◆ Your task ◆
Can you lay out the stretch of entries from the line containing "the rocky mountain" through the line containing "<point>268,220</point>" as a Markdown table with the columns Row and Line, giving each line a row number and leaving out blank lines?

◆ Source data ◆
▽

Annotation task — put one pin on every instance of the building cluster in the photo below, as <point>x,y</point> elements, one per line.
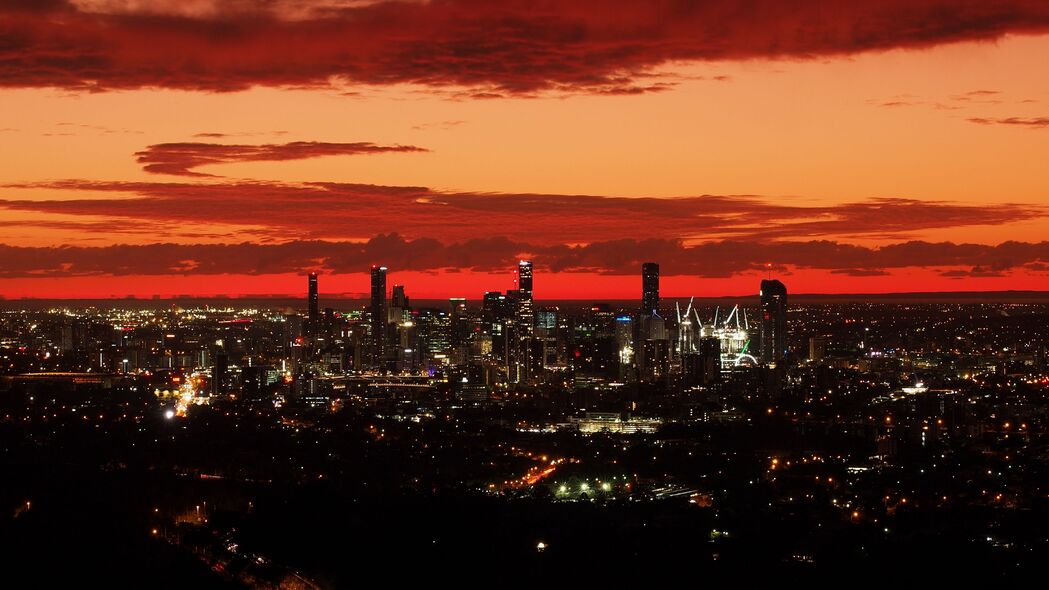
<point>509,341</point>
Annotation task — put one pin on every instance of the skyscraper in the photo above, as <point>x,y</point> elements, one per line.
<point>379,314</point>
<point>649,288</point>
<point>526,313</point>
<point>315,314</point>
<point>773,321</point>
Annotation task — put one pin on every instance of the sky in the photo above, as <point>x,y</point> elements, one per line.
<point>206,147</point>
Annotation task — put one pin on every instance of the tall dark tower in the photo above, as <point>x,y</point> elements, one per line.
<point>773,321</point>
<point>379,313</point>
<point>315,312</point>
<point>526,312</point>
<point>649,288</point>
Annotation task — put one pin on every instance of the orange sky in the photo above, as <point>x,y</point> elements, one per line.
<point>957,127</point>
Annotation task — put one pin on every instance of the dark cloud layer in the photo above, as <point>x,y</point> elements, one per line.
<point>622,256</point>
<point>180,159</point>
<point>508,46</point>
<point>354,212</point>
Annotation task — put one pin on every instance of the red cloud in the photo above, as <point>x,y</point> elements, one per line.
<point>1033,123</point>
<point>508,47</point>
<point>356,211</point>
<point>618,257</point>
<point>180,159</point>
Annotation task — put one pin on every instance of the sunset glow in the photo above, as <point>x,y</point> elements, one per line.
<point>220,148</point>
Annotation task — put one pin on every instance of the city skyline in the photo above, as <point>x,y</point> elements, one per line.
<point>874,148</point>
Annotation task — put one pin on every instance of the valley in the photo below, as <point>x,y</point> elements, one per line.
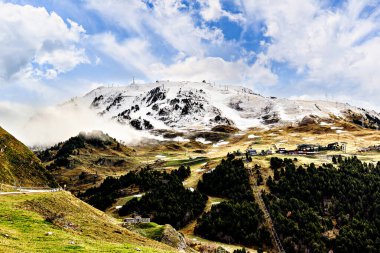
<point>199,184</point>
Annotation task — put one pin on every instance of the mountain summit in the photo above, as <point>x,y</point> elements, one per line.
<point>199,105</point>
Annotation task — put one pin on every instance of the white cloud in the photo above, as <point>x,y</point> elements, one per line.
<point>174,27</point>
<point>336,49</point>
<point>211,10</point>
<point>215,69</point>
<point>31,38</point>
<point>165,21</point>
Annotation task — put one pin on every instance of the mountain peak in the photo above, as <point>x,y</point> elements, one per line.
<point>194,105</point>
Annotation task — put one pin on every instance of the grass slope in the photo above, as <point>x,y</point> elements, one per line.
<point>19,165</point>
<point>75,227</point>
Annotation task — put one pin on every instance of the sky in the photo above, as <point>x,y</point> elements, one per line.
<point>53,50</point>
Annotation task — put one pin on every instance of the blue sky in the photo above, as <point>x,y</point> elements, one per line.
<point>53,50</point>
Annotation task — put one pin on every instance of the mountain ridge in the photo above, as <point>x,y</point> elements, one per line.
<point>191,105</point>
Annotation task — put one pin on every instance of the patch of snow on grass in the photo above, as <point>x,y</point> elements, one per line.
<point>203,141</point>
<point>220,143</point>
<point>336,128</point>
<point>252,136</point>
<point>180,139</point>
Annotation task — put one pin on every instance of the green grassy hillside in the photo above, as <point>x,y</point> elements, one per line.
<point>19,165</point>
<point>59,222</point>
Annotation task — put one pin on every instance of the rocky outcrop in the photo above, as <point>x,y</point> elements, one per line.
<point>173,238</point>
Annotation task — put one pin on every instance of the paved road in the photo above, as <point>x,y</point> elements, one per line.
<point>30,191</point>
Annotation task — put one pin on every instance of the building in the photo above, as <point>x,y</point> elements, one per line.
<point>308,148</point>
<point>339,146</point>
<point>136,220</point>
<point>251,152</point>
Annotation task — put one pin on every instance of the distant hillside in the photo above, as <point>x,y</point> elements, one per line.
<point>59,222</point>
<point>86,159</point>
<point>184,105</point>
<point>19,165</point>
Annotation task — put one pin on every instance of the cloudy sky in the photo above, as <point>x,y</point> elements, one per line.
<point>53,50</point>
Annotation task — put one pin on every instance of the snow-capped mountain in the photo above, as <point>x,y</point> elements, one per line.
<point>184,105</point>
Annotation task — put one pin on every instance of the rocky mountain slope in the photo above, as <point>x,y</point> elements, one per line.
<point>189,105</point>
<point>85,159</point>
<point>19,165</point>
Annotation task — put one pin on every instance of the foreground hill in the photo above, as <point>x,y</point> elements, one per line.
<point>59,222</point>
<point>19,165</point>
<point>85,159</point>
<point>184,105</point>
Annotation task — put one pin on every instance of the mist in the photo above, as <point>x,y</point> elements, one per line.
<point>48,126</point>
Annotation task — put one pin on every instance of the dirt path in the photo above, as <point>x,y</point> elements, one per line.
<point>268,220</point>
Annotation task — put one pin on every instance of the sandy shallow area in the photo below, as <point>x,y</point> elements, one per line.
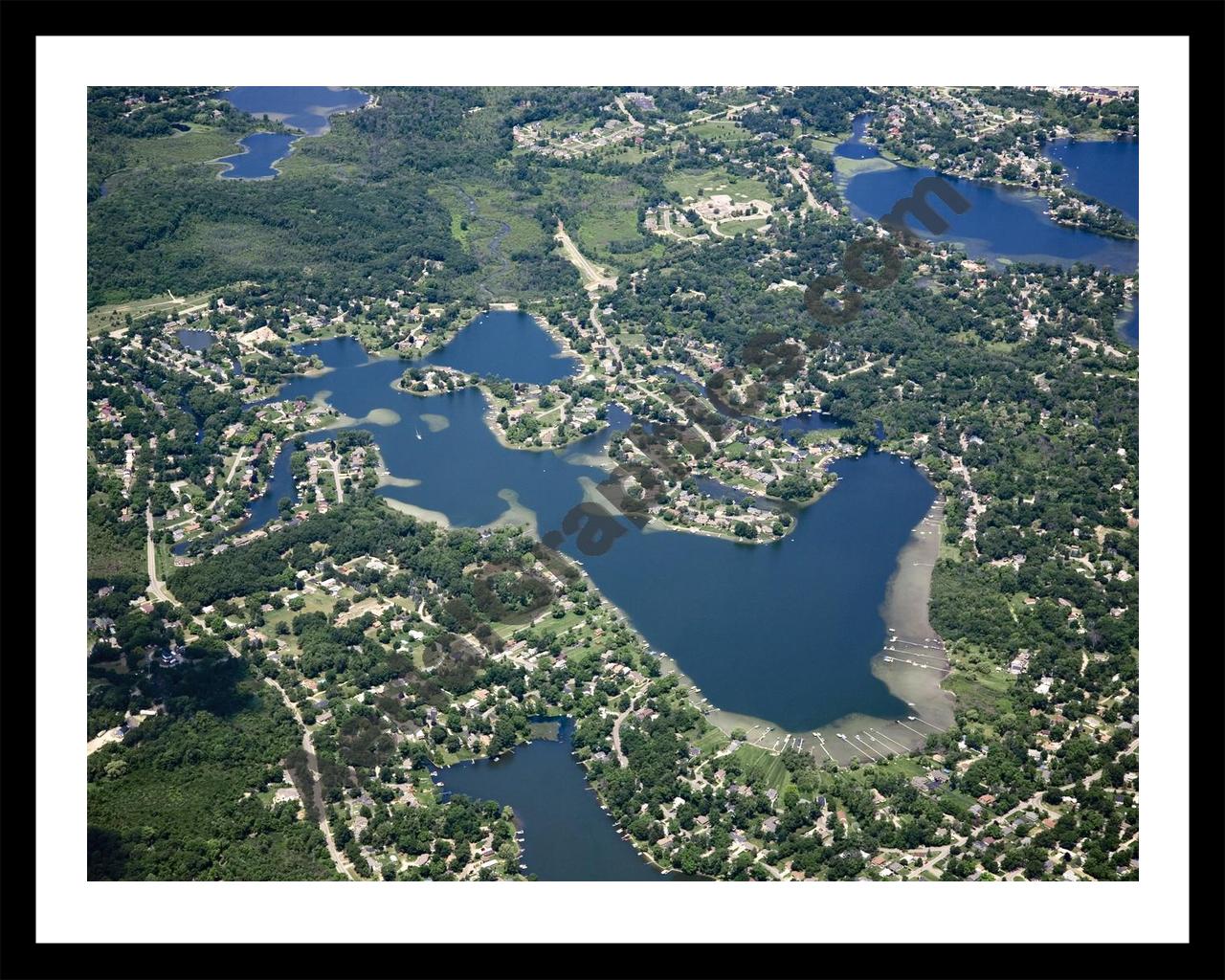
<point>911,663</point>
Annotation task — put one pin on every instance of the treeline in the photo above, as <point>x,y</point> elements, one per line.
<point>176,801</point>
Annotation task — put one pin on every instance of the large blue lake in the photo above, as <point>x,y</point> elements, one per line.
<point>782,631</point>
<point>1002,223</point>
<point>260,152</point>
<point>567,835</point>
<point>1109,169</point>
<point>305,108</point>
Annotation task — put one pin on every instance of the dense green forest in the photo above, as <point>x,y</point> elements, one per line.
<point>178,801</point>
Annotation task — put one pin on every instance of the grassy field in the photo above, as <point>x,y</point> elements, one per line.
<point>703,184</point>
<point>105,319</point>
<point>830,144</point>
<point>711,742</point>
<point>200,145</point>
<point>722,130</point>
<point>765,766</point>
<point>743,226</point>
<point>980,689</point>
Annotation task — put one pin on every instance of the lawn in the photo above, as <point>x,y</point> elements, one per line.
<point>767,767</point>
<point>114,316</point>
<point>722,130</point>
<point>704,183</point>
<point>743,226</point>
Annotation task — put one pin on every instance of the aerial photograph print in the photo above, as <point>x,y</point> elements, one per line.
<point>625,482</point>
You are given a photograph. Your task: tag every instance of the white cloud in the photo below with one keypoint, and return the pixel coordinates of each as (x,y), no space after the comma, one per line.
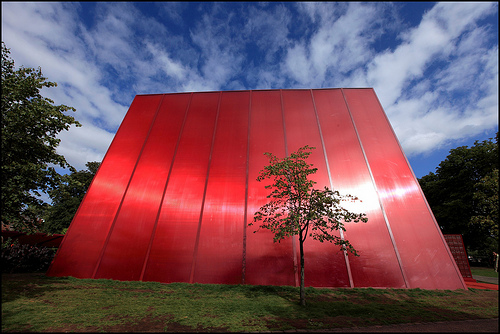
(438,80)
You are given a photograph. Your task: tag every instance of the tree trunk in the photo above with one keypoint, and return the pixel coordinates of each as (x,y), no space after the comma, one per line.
(302,288)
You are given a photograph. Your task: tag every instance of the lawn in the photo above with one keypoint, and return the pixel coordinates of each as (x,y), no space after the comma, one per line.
(483,271)
(37,303)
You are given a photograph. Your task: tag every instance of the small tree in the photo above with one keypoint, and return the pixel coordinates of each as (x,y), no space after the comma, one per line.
(296,208)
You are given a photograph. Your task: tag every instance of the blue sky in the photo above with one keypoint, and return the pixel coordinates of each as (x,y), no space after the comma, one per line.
(434,66)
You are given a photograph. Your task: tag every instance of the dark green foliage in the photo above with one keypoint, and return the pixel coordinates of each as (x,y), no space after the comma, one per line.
(463,195)
(30,124)
(296,208)
(66,198)
(17,258)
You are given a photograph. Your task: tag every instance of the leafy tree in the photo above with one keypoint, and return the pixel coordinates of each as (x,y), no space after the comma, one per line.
(66,198)
(485,218)
(30,124)
(461,189)
(296,208)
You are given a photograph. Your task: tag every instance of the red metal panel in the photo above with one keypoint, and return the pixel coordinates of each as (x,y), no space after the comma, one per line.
(265,262)
(172,197)
(324,263)
(128,241)
(220,247)
(377,265)
(81,247)
(425,258)
(172,250)
(457,248)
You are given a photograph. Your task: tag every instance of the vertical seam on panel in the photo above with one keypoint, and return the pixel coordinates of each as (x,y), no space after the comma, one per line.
(294,241)
(85,195)
(198,232)
(386,220)
(450,255)
(153,233)
(98,264)
(245,220)
(346,258)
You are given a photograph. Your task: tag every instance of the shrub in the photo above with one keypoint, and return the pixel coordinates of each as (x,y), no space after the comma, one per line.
(17,258)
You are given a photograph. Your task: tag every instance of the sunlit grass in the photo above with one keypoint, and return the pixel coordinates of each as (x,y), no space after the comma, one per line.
(57,304)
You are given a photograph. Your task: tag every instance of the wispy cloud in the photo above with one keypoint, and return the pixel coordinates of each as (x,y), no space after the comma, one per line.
(436,75)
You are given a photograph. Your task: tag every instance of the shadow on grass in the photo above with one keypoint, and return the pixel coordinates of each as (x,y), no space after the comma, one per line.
(30,285)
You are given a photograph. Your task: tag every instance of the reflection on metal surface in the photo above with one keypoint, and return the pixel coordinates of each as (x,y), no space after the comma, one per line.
(177,188)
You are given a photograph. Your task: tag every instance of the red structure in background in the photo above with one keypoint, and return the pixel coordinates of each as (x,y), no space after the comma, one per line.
(35,239)
(174,194)
(456,244)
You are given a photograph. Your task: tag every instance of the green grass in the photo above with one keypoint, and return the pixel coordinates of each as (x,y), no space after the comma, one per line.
(37,303)
(482,271)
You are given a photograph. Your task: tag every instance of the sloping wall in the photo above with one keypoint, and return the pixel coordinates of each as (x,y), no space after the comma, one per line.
(177,187)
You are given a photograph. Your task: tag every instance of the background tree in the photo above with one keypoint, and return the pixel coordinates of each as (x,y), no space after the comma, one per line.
(296,208)
(462,195)
(30,124)
(66,198)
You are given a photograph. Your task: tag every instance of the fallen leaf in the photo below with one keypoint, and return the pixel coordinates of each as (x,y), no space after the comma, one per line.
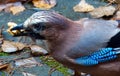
(17,8)
(27,74)
(19,45)
(44,4)
(3,66)
(8,47)
(103,11)
(37,50)
(83,7)
(14,32)
(30,62)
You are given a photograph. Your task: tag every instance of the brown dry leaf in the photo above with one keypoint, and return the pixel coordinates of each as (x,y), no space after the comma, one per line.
(14,32)
(44,4)
(29,62)
(9,47)
(114,1)
(9,69)
(19,45)
(27,74)
(9,1)
(103,11)
(17,8)
(3,66)
(37,50)
(83,7)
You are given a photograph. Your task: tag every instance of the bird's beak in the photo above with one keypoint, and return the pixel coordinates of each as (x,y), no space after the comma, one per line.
(18,27)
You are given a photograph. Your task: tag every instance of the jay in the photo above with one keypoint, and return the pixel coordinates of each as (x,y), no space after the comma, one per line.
(86,45)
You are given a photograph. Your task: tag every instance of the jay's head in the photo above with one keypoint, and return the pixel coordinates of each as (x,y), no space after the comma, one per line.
(42,25)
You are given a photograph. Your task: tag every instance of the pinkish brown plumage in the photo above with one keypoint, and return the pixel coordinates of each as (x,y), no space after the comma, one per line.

△

◆ Solution to this exercise ◆
| Row | Line |
|---|---|
| 1 | Annotation task — put one pin on every instance of the rocky mountain slope in the photo above, as <point>x,y</point> elements, one per line. |
| 2 | <point>189,105</point> |
| 3 | <point>85,159</point> |
| 4 | <point>19,165</point> |
| 5 | Annotation task — put one pin on every instance of the foreground hill in the photo above, as <point>x,y</point> elements, one per line. |
| 6 | <point>59,222</point> |
| 7 | <point>19,165</point> |
| 8 | <point>85,159</point> |
| 9 | <point>184,105</point> |
| 10 | Annotation task — put one pin on every instance of the mist in the photo above, as <point>x,y</point> elements, one per line. |
| 11 | <point>48,126</point> |
| 12 | Annotation task — put one pin on every instance of the dirt path in the photo above, as <point>x,y</point> elements, one per line. |
| 13 | <point>268,220</point> |